## Information provided
*** Block opens ***

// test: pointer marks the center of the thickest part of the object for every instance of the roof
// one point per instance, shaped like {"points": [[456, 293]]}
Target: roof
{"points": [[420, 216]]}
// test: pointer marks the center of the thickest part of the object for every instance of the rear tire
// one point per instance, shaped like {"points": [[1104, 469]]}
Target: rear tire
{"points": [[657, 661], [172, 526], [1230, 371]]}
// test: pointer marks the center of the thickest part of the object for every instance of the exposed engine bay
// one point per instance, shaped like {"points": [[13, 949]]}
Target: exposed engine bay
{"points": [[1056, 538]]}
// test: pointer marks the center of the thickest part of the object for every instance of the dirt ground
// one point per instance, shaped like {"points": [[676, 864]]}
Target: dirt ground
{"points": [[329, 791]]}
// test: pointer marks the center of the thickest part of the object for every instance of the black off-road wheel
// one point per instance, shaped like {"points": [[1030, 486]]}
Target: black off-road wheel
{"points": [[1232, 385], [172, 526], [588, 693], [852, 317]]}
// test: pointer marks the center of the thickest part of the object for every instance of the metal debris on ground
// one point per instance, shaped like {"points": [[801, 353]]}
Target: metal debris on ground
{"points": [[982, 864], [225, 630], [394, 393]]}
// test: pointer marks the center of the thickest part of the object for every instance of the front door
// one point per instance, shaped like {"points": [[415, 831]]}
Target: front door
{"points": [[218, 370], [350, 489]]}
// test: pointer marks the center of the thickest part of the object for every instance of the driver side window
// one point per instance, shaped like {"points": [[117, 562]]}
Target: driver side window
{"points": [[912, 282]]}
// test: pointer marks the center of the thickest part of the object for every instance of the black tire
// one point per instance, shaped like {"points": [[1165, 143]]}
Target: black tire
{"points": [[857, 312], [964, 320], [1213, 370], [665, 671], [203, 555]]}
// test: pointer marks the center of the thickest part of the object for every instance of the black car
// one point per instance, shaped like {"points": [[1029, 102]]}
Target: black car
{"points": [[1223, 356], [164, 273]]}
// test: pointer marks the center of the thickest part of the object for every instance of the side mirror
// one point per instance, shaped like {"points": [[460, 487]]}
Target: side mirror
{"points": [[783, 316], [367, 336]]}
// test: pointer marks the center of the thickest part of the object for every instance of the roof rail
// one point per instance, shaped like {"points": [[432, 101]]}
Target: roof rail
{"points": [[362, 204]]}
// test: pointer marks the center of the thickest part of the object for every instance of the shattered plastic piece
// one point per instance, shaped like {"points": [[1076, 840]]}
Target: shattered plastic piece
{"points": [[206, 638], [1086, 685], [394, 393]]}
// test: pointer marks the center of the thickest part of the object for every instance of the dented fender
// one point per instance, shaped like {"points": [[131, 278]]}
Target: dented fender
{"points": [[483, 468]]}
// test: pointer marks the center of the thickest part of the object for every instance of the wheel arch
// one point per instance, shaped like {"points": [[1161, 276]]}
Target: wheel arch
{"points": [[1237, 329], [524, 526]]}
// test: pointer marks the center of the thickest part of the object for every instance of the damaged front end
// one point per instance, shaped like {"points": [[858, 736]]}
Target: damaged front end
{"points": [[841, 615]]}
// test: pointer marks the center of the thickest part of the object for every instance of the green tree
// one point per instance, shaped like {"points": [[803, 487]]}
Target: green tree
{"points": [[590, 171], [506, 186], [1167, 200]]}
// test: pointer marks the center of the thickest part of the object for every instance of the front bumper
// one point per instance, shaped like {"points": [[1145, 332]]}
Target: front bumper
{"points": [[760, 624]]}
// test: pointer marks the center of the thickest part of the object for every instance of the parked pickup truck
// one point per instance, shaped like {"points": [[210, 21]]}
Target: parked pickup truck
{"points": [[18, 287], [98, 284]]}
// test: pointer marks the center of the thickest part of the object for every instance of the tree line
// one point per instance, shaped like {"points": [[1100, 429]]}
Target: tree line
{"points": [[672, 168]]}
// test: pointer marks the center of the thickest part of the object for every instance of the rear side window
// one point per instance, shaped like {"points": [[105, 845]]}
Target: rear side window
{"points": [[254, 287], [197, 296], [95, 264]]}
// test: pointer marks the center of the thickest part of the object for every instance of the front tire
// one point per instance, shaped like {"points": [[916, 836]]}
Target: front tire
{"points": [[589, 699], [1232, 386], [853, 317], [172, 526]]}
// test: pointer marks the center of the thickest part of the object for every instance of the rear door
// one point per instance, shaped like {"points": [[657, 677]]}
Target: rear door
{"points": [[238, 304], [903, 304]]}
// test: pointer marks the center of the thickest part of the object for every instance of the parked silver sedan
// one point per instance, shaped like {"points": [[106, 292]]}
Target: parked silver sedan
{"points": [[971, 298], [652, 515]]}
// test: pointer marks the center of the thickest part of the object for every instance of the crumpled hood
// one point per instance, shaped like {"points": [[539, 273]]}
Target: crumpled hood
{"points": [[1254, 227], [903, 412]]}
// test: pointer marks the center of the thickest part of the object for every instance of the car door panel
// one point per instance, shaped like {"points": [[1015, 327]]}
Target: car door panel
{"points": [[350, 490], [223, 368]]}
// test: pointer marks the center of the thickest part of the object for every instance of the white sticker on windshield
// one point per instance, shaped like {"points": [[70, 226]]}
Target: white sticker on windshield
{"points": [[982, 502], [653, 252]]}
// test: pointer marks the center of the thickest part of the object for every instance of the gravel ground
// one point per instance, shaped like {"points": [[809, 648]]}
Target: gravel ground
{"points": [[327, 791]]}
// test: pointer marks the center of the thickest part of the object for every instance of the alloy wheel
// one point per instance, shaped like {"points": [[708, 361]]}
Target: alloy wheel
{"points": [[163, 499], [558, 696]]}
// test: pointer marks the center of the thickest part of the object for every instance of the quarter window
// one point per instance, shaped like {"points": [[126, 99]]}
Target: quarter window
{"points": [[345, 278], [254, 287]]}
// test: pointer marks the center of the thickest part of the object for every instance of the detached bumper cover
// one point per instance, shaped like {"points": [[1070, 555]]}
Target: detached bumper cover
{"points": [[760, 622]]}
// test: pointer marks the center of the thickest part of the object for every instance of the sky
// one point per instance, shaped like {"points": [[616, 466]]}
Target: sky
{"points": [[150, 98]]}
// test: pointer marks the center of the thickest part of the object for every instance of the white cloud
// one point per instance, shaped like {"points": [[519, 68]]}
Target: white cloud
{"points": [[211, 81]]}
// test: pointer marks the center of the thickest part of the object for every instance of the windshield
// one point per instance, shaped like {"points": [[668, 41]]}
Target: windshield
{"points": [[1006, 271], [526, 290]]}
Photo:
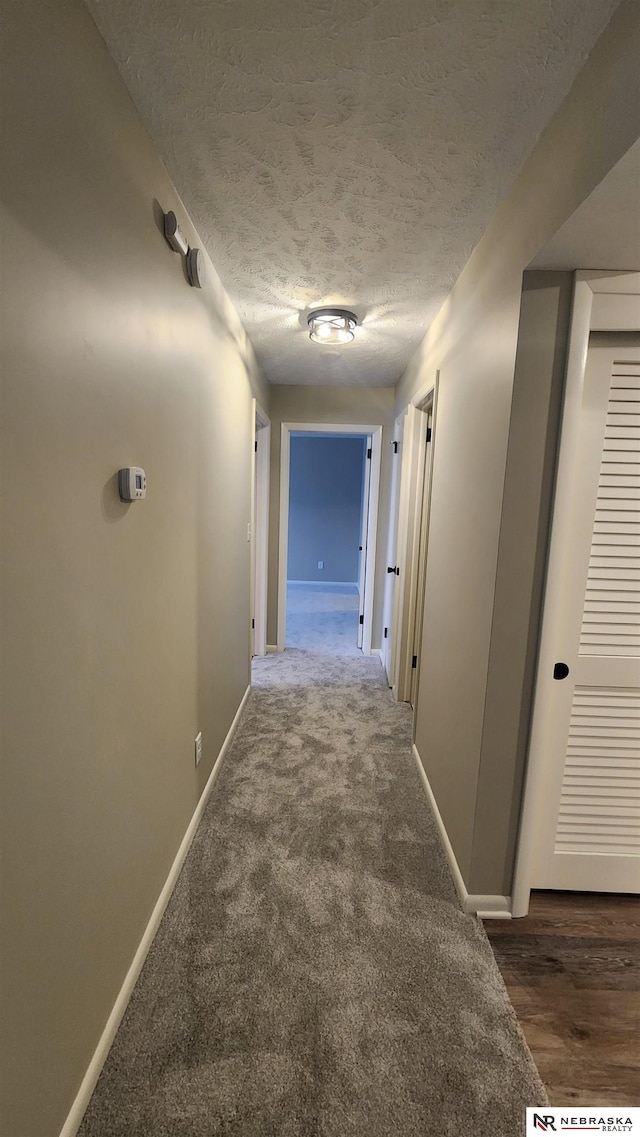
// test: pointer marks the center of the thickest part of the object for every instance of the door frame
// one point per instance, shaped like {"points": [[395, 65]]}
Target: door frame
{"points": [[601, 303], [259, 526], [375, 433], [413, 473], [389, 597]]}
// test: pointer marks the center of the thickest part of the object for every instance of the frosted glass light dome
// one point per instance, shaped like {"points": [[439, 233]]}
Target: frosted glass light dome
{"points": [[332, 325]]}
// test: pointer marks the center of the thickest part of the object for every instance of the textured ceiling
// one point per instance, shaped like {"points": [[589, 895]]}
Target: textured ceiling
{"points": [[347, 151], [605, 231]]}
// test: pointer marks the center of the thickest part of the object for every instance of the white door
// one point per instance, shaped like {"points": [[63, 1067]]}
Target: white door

*** Block closes ***
*** Block opens ***

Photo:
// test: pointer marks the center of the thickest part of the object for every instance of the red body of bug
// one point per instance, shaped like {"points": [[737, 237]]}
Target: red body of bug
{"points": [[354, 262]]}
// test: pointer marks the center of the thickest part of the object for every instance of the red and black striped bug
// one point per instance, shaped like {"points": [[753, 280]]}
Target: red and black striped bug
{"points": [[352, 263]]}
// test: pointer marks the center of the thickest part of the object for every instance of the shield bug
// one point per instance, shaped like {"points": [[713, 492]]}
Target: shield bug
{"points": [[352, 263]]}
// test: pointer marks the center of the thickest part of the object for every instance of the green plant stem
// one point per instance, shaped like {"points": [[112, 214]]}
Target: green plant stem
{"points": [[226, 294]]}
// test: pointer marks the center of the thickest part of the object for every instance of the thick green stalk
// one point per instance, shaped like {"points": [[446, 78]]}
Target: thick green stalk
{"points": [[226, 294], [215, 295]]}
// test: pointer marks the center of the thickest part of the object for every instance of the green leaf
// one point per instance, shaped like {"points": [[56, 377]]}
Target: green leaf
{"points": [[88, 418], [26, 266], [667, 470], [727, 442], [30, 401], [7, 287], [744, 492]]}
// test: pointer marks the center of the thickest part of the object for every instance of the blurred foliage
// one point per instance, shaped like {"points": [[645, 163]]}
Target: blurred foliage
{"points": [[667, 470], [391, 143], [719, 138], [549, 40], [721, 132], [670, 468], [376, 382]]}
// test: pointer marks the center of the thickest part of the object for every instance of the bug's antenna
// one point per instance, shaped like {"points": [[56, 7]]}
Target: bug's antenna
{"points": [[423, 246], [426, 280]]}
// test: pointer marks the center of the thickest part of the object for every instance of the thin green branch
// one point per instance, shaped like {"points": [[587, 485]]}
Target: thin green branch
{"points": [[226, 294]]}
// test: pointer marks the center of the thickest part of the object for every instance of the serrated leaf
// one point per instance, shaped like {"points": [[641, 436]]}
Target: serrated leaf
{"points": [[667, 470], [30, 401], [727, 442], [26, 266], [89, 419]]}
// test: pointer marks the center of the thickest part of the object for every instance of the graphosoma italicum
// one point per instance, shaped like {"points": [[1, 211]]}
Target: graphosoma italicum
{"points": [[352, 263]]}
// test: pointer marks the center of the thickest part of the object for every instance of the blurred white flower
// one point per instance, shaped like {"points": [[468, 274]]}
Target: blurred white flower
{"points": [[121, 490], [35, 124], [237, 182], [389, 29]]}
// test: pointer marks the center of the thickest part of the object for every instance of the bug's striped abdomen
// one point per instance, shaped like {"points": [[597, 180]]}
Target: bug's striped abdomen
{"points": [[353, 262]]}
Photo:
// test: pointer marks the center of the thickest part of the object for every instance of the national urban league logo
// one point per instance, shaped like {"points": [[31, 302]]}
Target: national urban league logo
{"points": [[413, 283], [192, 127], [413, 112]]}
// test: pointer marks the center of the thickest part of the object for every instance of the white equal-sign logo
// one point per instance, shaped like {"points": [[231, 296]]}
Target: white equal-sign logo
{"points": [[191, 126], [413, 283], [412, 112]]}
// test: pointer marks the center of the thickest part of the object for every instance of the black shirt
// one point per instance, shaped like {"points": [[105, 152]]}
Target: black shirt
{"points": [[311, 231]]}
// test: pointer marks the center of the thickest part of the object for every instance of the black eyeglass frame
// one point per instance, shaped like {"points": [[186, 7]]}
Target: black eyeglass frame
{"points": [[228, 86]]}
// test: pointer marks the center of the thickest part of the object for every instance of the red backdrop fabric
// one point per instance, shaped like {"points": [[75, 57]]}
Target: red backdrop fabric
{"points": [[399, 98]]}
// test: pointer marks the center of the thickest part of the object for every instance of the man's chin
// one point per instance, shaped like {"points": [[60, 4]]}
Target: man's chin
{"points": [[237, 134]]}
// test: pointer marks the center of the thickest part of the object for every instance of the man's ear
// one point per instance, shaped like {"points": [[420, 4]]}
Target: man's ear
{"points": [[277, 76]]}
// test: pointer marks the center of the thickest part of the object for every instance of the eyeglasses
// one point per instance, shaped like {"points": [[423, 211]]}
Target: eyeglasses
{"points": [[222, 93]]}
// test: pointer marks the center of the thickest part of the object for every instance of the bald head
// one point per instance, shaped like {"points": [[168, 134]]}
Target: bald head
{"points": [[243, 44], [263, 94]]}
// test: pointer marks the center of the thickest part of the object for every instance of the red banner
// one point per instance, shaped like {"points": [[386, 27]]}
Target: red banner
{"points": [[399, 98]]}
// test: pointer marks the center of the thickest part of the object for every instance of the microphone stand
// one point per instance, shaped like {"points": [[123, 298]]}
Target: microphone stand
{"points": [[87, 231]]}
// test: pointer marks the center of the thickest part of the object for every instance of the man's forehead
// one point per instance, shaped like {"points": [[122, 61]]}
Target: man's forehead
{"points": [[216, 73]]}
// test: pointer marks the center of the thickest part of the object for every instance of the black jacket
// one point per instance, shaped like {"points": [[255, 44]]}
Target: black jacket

*** Block closes ***
*** Block opens ***

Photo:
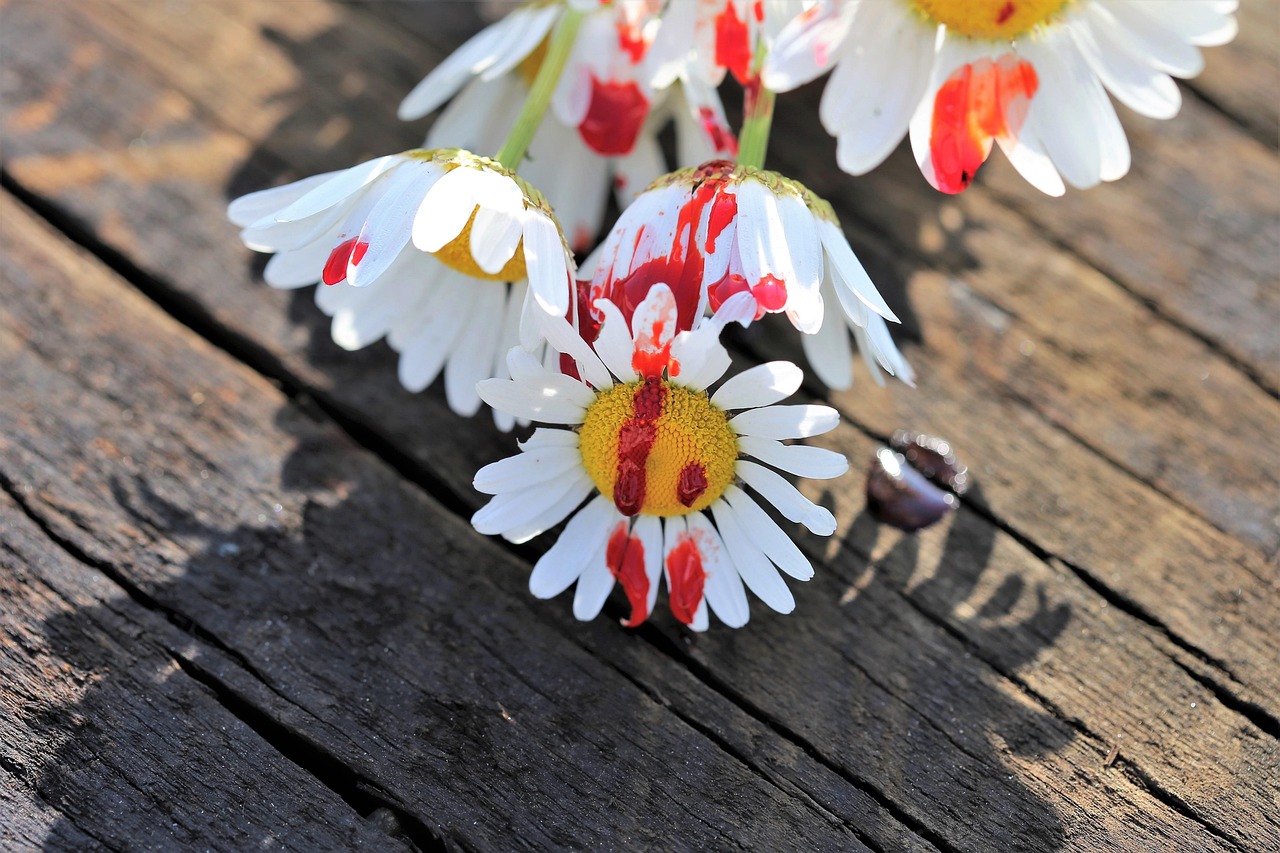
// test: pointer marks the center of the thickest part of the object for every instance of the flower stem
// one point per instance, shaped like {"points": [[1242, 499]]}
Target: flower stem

*** Block closes ***

## Action item
Reproduce exactly, and only, the part of the listing above that begins at the line with "the textured ceiling" and goes on through the line with "Target: white door".

## Solved exercise
// test: pointer marks the center of the thickest part of the object for every instance of the textured ceiling
// one point per instance, shaped like {"points": [[589, 895]]}
Target: textured ceiling
{"points": [[347, 151], [605, 231]]}
// test: pointer marks the center of the thickest part of the object for every instance of the white door
// one point per instance, shaped like {"points": [[63, 1067]]}
Target: white door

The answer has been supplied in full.